-- Begin DATA FOR THIS EXERCISE --

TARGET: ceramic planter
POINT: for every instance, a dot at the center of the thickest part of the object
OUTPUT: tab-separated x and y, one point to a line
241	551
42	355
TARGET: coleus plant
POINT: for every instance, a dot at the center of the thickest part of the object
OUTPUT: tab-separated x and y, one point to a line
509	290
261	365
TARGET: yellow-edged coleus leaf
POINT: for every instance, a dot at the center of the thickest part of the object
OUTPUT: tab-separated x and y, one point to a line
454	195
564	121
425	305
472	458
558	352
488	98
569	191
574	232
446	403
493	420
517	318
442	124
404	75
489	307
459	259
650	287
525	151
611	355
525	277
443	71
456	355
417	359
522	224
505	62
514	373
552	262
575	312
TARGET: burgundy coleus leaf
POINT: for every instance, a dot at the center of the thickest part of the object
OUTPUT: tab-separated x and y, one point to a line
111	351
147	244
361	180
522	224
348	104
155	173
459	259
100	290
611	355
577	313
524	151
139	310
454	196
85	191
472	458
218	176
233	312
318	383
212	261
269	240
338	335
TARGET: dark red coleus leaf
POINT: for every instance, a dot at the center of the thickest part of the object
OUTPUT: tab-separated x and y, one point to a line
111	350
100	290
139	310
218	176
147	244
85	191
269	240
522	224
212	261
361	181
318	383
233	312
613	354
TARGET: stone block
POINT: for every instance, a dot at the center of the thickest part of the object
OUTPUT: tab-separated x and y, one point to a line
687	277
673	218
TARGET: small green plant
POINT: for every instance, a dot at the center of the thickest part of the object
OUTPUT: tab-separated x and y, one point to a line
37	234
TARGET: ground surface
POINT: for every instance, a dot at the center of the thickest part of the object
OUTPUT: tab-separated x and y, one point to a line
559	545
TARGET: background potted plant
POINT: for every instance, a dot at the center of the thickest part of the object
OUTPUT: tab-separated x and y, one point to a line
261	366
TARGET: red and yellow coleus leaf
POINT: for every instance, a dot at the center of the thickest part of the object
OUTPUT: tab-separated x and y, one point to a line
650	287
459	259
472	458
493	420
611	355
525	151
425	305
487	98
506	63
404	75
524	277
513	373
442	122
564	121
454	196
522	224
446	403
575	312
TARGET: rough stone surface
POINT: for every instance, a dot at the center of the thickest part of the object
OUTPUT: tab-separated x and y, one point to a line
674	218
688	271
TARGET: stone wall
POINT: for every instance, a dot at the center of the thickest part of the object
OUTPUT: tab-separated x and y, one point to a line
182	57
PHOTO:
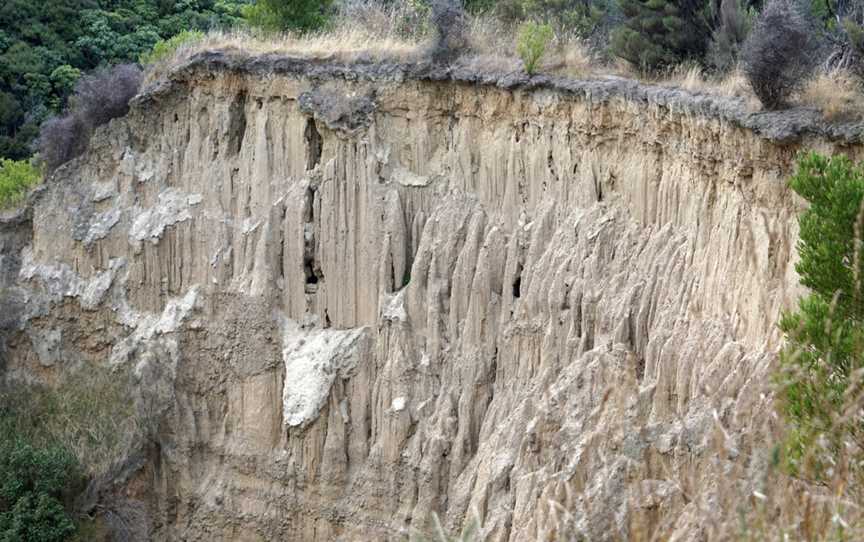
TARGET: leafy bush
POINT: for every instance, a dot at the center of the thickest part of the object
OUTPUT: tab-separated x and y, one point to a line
98	98
34	486
165	49
531	43
16	177
780	53
825	349
735	21
282	15
657	34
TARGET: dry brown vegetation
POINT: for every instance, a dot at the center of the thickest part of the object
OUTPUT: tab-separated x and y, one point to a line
402	34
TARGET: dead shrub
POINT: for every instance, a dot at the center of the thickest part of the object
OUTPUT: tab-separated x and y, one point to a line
98	98
449	20
780	53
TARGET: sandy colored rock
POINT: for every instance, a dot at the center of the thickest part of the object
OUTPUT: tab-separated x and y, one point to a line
437	297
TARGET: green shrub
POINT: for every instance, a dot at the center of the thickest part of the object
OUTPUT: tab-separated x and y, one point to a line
825	336
16	178
35	483
164	49
657	34
288	15
531	43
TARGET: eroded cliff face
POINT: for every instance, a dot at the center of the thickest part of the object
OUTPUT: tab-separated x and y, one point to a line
351	302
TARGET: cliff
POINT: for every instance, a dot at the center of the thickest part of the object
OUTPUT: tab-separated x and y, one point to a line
356	295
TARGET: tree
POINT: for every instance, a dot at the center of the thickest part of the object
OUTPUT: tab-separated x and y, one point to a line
825	336
285	15
45	46
660	33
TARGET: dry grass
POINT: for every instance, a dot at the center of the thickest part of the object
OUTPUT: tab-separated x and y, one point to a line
400	32
837	94
91	413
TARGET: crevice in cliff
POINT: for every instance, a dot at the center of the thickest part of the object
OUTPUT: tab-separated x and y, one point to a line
311	265
314	144
236	124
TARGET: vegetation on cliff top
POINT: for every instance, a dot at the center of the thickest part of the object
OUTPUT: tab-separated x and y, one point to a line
696	44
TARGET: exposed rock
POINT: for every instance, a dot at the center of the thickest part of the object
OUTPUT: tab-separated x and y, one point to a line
338	112
505	294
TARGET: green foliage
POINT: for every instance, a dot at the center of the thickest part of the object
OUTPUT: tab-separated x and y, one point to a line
45	46
657	34
288	15
91	413
51	440
826	334
582	17
531	43
166	48
34	485
16	178
735	20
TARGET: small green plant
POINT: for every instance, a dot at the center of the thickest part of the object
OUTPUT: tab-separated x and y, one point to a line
531	43
16	178
164	49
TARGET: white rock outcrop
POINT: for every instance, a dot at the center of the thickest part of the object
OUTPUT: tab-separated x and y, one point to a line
542	307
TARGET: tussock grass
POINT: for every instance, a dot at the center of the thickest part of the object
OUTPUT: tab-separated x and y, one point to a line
402	32
90	412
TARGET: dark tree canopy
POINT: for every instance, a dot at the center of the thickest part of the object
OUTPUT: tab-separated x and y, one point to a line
45	46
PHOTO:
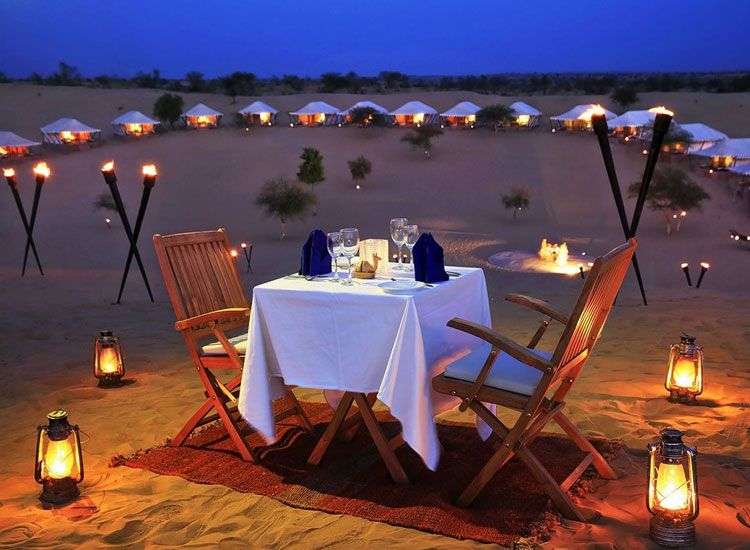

-- End DATA FOR THIS EXERCISE --

Reproduce all of the data above verbatim, leaving out the pictures.

## FULL RESPONSE:
TARGET: ceramic planter
POINT: for every instance, a dot at the center of the thickest part of the object
OUTPUT: tab-separated x and y, one point to a line
241	551
42	355
TARGET: coleus plant
POINT: for every instance, a dot at the center of the thickest part of the object
OUTPUT: tab-separated x and y, one point to a line
509	290
261	365
TARGET: yellow-edged coleus leaf
POINT: for every instance, a dot at the center of the thickest part of the object
OUTPUT: tab-separated x and y, one point to a line
454	195
564	121
425	305
472	458
558	352
488	98
569	191
574	232
446	403
493	420
517	318
442	124
404	75
489	307
459	259
650	287
525	151
611	355
525	277
443	71
456	355
417	359
522	224
505	62
514	373
552	262
575	312
TARGET: burgundy coleus leaf
POINT: for every instance, a dot at the center of the thickest part of the object
OUTPUT: tab-separated x and y, one point to a line
111	351
147	244
361	180
522	224
348	104
155	173
459	259
100	290
611	355
577	313
524	151
139	310
454	196
85	191
472	458
218	176
233	312
318	383
212	261
269	240
338	335
TARGET: dark red coleus leaf
POINT: for every instance, a dot at the center of the thickest part of the object
OUTPUT: tab-separated x and y, one point to a line
111	350
100	290
139	310
218	176
147	244
85	191
269	240
522	224
212	261
361	181
318	383
233	312
613	354
TARGET: stone block
POINT: for every instance, a dot at the center of the thickest part of the object
OUTPUT: tab-separated x and y, one point to a line
687	277
673	218
TARGET: small green plant
POINT: for every instance, a dot at the center of the thickest part of the object
OUTPUT: tab-separated x and y, one point to a line
37	234
TARGET: ground surface
POINT: for every instance, a dot at the center of the thickest part of the object
OUTPUT: tab-separated x and y, one point to a line
559	545
TARGET: background potted plant
POINT: for every instance, a dot at the center of the thickest part of the object
OUTPUT: tab-separated x and y, one point to a line
261	366
TARGET: red and yellow coleus leaf
POINT: for every instance, a dot at the center of the thickest part of the object
OUTPUT: tab-separated x and y, one point to a line
650	287
459	259
472	458
493	420
611	355
525	151
425	305
487	98
506	63
404	75
524	277
513	373
442	122
564	121
454	196
522	224
446	403
575	312
TARGET: rough stone surface
POINT: for every instance, a dot at the center of the thickest part of the object
OUTPUT: tab-separated x and y, one point to a line
674	218
688	271
TARGET: stone wall
POINT: for every instance, a dot at the center of the thickest part of the object
OUTPUT: tab-separated x and y, one point to a line
182	57
PHOTO:
TARGET: leafy bush
POINT: for every instance, a dot at the center of the thickest part of the object
OUTPUT: tab-separated x and y, one point to a line
98	98
34	486
165	49
531	43
16	177
780	53
825	349
735	21
282	15
657	34
TARGET: dry brown vegetation
POINT: for every instance, a dot at the center of the thickest part of the object
OUTPUT: tab-separated x and y, one point to a line
402	34
TARGET: dead shrub
POINT: for every instance, a dot at the center of the thickest part of the object
OUTPUT: tab-separated x and y, one point to a line
98	98
449	20
780	53
TARGET: sandy colored rock
POINT: for every instance, a dot at the center of the thickest part of the object
OUTPUT: tab-separated x and y, one point to a line
437	297
TARGET: green shrub
POINT: for every instance, a dot at the center of the thickest part of the object
OUTPUT: tab-separated x and y, one point to a line
825	336
16	178
35	483
164	49
657	34
288	15
531	43
TARGET: eroded cliff face
POINT: for every instance, a dot at the center of the thickest part of the object
OUTPUT: tab-separated x and y, one point to a line
351	302
TARGET: cliff
POINT: for every instance, a dot at the center of the thickest part of the object
OUTPUT: tab-separated x and y, one point to a line
356	295
TARGET: tree
POINT: for every instance, a dot at the center of the thickest part of the object
OUTPUT: tab-separated x and y, one point to a line
825	336
285	15
45	46
660	33
TARGET: dry grass
POINT: for every instance, a dot at the center of the thickest part of the object
OUTPUT: tab-separated x and y, one point to a line
400	32
837	94
91	413
TARGET: crevice in cliff
POINT: for every instance, a dot at the center of the thickest part of the object
OUTPUT: tab-separated x and y, one point to a line
311	265
314	144
236	124
TARGET: vegetation on cliff top
POINT: for every instance, a dot at the center of the thickest part of the object
OUTPUT: tab-separated x and y, one point to a line
696	44
TARGET: exposed rock
POINT: for every instance, a dot at the center of the thickest part of the object
OUTPUT: tab-separated x and y, one point to a line
338	112
505	294
TARGET: green foliage
POINT: for every instance, a dot at the center of the thickest part of the object
OUTPUT: tab-separated x and y, one point to a line
45	46
657	34
288	15
91	413
51	440
826	334
582	17
531	43
166	48
34	485
16	178
735	20
TARGET: small green plant
POINT: for every instance, a dot at the center of the thickest part of the object
OUTPUT: tab-separated x and y, one point to a line
531	43
16	178
164	49
TARGET: white rock outcrop
POINT: for every instance, a dot at the center of the thickest part of the object
OUTPUT: tab-separated x and y, one point to a line
542	307
TARGET: tussock grass
POINT: for every instance, a dot at the center of the thickest part of the object
OUTPUT: tab-separated x and y, one point to a line
402	32
90	412
TARGET: dark tree canopy
POINT: for every instance, a dot at the center of the thickest part of the object
OUTPUT: tab-separated x and y, one point to a line
45	46
PHOTO:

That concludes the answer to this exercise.